**About this task:** Turn the data, from its first line up to and including the line with "box: [14, 10, 212, 146]", into a numbered list, leaving out any blank lines.

BEGIN Material for the task

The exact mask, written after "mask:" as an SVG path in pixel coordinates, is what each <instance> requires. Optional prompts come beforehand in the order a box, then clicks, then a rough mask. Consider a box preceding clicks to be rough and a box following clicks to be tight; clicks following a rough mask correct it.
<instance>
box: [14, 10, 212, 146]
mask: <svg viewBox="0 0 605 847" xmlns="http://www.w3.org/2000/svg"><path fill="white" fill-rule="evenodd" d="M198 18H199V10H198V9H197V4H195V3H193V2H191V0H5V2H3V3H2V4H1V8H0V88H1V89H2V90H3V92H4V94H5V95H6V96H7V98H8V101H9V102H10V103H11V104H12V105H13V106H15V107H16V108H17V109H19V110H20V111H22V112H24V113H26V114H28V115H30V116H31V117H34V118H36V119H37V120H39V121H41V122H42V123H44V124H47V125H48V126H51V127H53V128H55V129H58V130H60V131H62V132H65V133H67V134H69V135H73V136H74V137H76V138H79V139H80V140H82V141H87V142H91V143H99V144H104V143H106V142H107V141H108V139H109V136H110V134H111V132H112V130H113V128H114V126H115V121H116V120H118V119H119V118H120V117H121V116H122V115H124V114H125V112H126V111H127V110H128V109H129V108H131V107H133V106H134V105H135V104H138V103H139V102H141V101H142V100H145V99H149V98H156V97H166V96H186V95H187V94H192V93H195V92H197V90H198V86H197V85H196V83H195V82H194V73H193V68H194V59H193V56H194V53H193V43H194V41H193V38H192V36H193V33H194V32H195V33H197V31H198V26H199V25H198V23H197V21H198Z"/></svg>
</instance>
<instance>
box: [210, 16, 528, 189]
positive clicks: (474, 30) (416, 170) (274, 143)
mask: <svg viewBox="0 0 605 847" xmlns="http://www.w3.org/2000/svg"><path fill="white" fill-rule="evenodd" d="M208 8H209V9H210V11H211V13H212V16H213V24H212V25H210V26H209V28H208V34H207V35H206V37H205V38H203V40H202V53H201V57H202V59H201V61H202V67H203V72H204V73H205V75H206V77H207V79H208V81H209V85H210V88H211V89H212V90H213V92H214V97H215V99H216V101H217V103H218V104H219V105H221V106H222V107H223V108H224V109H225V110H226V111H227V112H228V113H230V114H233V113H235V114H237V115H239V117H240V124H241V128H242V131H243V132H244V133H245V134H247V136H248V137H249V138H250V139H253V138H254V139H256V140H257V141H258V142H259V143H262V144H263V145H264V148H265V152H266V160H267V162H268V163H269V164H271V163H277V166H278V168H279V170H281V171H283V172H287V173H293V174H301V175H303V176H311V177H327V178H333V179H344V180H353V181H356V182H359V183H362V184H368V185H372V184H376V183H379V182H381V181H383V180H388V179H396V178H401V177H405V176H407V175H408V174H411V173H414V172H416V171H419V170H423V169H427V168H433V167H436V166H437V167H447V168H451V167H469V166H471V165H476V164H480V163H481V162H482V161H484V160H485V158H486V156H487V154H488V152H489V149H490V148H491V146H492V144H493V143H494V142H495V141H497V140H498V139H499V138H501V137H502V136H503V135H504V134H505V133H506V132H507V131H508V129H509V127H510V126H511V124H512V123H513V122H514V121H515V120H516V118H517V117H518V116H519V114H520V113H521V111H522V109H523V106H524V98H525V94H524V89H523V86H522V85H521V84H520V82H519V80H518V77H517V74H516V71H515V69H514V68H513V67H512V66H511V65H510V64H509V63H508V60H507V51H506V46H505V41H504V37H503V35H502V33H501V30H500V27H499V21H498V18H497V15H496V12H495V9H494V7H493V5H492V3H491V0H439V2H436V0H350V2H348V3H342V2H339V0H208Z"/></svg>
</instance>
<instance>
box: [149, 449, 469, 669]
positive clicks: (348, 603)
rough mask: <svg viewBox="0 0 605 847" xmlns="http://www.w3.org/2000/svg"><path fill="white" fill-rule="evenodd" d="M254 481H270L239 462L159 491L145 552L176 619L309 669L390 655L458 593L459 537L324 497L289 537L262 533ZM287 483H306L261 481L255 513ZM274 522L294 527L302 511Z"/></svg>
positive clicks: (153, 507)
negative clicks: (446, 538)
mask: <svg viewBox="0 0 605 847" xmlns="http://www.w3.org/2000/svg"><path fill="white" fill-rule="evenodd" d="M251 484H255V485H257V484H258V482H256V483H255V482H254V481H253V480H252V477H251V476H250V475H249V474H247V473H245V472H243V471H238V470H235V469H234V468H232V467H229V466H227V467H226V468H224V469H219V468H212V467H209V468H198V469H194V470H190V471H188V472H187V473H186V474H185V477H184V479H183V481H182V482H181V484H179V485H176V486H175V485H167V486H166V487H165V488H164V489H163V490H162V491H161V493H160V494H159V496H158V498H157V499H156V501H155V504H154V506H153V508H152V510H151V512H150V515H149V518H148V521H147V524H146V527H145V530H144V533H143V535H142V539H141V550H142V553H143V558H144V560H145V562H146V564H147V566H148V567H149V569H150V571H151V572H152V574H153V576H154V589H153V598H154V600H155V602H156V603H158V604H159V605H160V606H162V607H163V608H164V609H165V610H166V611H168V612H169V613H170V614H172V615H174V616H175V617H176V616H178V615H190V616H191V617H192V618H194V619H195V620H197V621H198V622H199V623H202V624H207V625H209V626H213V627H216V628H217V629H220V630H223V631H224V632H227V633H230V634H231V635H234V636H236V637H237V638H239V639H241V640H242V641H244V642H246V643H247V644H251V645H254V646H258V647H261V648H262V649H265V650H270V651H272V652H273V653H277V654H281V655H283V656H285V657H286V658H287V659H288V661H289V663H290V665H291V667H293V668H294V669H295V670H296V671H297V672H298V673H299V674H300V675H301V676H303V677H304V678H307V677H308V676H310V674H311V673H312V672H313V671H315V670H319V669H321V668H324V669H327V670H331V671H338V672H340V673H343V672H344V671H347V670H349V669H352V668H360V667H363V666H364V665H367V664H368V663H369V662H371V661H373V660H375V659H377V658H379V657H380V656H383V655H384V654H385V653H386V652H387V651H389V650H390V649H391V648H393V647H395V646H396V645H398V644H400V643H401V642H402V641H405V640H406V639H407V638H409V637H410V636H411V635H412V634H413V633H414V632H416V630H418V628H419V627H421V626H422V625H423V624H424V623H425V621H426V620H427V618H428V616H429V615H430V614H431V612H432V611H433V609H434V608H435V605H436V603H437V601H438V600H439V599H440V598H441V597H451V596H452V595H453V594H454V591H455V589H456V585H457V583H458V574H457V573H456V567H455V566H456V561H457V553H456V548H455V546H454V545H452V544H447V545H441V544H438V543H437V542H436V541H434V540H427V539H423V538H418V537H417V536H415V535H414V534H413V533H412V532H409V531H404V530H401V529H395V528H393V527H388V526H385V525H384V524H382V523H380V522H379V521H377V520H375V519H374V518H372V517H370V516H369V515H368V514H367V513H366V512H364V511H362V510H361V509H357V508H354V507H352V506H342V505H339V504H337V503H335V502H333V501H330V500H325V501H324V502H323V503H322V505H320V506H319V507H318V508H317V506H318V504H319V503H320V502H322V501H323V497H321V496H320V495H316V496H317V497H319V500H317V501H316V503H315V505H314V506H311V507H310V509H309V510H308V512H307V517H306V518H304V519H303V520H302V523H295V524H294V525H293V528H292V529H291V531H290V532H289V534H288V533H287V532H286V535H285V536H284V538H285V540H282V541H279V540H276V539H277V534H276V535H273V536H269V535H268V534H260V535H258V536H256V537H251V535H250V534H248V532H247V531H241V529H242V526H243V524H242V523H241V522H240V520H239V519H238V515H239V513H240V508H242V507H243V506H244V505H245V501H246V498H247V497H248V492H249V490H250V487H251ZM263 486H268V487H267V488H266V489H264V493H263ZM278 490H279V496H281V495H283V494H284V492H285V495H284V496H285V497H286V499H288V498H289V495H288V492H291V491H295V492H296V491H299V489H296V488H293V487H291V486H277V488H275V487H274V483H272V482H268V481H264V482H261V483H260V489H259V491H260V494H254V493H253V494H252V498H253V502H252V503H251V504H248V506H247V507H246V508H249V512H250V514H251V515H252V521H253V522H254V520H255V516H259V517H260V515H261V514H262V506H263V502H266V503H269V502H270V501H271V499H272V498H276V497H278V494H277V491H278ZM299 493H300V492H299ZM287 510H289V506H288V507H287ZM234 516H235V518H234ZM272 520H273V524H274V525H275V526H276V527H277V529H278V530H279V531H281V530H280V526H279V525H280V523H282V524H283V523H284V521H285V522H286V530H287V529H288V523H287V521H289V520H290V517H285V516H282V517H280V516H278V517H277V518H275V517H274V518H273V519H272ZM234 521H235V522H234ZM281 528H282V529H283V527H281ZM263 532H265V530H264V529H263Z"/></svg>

END Material for the task

**Exercise answer:**
1. The exact mask, written after "mask:" as an SVG path in pixel coordinates, is what each <instance> requires. Optional prompts come beforehand in the order a box, then clicks, then a rough mask. Consider a box preceding clicks to be rough and a box following clicks to be tight; clicks following a rough mask correct it.
2. <instance>
3. box: [14, 10, 212, 146]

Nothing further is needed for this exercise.